> Work required
Please return the material exactly; leave no entry out.

> Stored data
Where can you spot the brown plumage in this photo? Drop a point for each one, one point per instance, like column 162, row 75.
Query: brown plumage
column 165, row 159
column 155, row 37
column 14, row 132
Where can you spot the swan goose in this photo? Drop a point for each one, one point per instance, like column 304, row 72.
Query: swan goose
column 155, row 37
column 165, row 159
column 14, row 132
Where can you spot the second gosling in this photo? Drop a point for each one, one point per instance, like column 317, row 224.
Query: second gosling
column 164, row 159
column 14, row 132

> Expected output
Where can you spot the brown plumage in this photo? Drop a point for each one, one point per instance, like column 162, row 75.
Query: brown plumage
column 165, row 159
column 155, row 37
column 14, row 132
Where can you spot the swan goose in this photo? Drop a point for each one, one point per instance, like column 304, row 72.
Query: swan goose
column 155, row 37
column 165, row 159
column 14, row 132
Where can you spot the second gosling in this photo? Drop a point for each one, one point per instance, like column 317, row 224.
Query: second gosling
column 164, row 159
column 14, row 132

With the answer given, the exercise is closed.